Lifestyle

Doing It Right: How the Texas Tech Collegiate Recovery Community

Emmy Lu Trammell IMG_5813 (002)Incorporates Eating Disorder Programming

Are eating disorders addictions? No one knows for sure. But eating disorders and addictions have a lot of similarities and often affect the same person, either at the same time or in different stages. Reports from eating disorder treatment facilities suggest that up to half of all individuals in recovery from eating disorders also have a substance use disorder. Some individuals develop an addiction to stimulants or diet pills by way of an unhealthy desire to manage weight or control appetite. Others experience dysfunctional overeating or undereating as an inadvertent replacement behavior for drug or alcohol use.

Eating disorders often start in the preteen or teenage years and, when addressed early on, can be success-fully treated. Therefore, some students enter college already having participated in eating disorder treatment. A portion of these students remain in remission, while others experience flare-ups in symptoms during stressful periods. Other students, who have struggled with unrecognized or low-grade eating disorders throughout high school, are correctly diagnosed and treated for the first time in college, and some others develop eating disorders for the first time once at school.

__SUPPLIED INFORMATION__

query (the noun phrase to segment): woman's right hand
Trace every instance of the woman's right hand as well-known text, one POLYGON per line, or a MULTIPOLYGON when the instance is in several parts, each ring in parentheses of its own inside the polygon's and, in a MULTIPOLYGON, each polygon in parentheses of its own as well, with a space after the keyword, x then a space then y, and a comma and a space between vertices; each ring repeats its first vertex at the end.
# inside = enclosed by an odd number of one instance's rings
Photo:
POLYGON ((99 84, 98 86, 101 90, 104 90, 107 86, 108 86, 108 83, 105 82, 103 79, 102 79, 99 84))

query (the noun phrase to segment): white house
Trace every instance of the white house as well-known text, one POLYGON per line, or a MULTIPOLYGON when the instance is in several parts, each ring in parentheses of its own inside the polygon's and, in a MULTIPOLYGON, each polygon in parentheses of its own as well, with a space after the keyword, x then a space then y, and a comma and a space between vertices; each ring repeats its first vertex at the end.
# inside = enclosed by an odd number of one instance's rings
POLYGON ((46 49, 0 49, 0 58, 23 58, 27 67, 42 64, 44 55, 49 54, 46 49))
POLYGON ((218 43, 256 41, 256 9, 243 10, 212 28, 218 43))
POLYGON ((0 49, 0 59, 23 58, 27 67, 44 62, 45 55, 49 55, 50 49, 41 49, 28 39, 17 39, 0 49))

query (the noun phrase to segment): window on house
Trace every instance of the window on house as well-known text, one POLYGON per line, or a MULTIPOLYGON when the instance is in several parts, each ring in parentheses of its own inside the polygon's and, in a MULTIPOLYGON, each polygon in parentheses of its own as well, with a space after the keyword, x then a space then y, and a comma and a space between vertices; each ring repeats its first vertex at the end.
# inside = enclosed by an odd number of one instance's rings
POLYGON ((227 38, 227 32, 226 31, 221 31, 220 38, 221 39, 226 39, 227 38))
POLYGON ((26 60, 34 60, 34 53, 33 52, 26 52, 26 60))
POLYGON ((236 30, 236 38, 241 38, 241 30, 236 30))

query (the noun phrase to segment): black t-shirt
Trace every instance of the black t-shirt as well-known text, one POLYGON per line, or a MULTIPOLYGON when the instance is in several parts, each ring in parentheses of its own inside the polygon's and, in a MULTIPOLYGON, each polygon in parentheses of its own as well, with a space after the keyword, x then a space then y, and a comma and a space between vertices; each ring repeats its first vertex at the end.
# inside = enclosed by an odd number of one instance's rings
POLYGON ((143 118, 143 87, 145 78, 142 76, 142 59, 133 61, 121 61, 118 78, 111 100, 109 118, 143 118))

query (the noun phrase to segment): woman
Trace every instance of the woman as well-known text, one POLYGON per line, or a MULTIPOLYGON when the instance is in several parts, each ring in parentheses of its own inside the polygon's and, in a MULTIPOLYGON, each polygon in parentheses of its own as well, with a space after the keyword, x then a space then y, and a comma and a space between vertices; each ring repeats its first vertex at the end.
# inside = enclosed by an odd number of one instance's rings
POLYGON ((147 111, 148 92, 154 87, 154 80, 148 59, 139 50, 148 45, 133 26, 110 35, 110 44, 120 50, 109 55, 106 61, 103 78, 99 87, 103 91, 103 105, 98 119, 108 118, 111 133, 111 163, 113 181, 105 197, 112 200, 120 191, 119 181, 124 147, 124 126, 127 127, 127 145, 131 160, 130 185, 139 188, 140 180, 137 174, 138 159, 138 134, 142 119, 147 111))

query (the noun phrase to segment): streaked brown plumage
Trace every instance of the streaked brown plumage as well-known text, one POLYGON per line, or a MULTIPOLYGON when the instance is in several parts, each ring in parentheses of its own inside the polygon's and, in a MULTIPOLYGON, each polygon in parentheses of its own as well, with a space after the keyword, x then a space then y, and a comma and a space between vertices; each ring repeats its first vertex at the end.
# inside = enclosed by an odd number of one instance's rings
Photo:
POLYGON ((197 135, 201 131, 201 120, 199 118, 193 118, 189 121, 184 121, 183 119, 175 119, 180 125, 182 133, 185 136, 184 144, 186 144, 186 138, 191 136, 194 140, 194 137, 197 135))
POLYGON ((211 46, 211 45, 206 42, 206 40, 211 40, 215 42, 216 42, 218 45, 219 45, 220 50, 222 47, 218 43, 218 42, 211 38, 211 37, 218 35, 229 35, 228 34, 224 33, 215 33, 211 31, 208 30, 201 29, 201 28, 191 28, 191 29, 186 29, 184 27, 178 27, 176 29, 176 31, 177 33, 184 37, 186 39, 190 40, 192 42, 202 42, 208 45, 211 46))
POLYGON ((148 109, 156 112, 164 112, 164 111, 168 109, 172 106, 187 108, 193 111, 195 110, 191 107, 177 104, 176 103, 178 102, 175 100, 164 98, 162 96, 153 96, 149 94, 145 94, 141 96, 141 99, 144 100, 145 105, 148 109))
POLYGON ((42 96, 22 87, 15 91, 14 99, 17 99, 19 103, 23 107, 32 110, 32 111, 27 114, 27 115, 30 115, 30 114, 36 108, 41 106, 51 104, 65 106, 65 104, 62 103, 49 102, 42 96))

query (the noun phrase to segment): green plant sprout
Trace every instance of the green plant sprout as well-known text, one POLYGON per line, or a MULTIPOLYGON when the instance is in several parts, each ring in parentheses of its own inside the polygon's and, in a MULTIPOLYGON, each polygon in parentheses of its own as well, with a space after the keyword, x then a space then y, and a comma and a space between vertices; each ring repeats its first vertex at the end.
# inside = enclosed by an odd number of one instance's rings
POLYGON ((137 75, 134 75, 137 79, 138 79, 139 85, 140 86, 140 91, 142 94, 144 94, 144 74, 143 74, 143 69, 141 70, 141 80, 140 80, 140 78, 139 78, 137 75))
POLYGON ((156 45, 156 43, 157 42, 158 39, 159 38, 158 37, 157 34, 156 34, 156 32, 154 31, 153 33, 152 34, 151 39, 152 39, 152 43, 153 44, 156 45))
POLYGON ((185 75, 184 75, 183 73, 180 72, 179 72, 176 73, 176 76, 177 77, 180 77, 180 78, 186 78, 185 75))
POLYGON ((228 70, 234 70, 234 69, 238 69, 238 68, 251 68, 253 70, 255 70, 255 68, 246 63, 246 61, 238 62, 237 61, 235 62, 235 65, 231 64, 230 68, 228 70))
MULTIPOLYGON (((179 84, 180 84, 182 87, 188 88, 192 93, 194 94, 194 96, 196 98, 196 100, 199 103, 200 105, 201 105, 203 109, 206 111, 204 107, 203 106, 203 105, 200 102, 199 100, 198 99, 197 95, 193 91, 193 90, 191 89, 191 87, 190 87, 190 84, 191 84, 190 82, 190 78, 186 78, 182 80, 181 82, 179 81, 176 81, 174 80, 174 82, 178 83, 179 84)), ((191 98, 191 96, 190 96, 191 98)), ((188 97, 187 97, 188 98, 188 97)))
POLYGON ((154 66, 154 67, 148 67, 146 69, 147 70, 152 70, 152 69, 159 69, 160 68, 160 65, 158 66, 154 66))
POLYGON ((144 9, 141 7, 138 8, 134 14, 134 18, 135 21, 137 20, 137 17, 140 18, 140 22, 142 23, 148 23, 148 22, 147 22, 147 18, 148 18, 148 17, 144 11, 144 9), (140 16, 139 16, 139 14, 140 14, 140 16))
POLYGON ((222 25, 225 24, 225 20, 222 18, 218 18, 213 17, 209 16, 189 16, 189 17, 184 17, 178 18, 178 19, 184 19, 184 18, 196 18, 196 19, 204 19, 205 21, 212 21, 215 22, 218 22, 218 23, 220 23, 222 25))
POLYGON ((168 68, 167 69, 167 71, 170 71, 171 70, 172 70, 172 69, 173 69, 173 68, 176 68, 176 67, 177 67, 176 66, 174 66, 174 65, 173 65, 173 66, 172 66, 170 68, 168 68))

__WHAT YOU NEED TO DO__
(A) In the article on eating disorders and collegiate recovery, what share of individuals recovering from eating disorders also have a substance use disorder, according to reports from treatment facilities?
(B) Resume the article on eating disorders and collegiate recovery after its last sentence.

__ANSWERS FOR THIS EXERCISE__
(A) Up to half

(B)
Eating disorder support services on campus can be greatly beneficial to students with and without a co-occurring addiction, whether a student’s eating disorder or other addiction starts, flares up, or remains in remission during his or her college years.

The Collegiate Recovery Community (CRC) at Texas Tech University in Lubbock, Texas, was one of the first to identify a need for services that addressed eating disorders among its student population.

Although the CRC has always welcomed students in recovery from eating disorders, specific eating disorder programming is a more recent addition. A generous donation in 2010, specific to eating disorder teaching, research, and support, funded additional CRC staff positions.

Once eating disorder programming was available, demand quickly grew. A dietitian position was added to provide nutrition counseling for students. The original 10 hours per week was expanded to a full-time job, now held by eating disorder specialist dietitian Emmy Lu Trammell.

The eating disorder support services offered by the CRC are publicized through Tech’s Center for Collegiate Recovery Communities website, and also in the “Parent Letter” found there. Many students then call the CRC to get more information and ask questions specific to their own eating disorder recovery. But most students hear about the eating disorder support at the CRC through word of mouth, including program alumni, sponsors, and referrals from therapists or treatment facilities.

Trammell says most students who participate in the eating disorder programs of the CRC have both an addiction and an eating disorder diagnosis. Those who are already aware of their eating issues often self-identify their desire to participate in eating disorder services while completing the initial CRC application. Others recognize that they have dysfunctional eating behaviors only after becoming involved in the CRC for a different reason.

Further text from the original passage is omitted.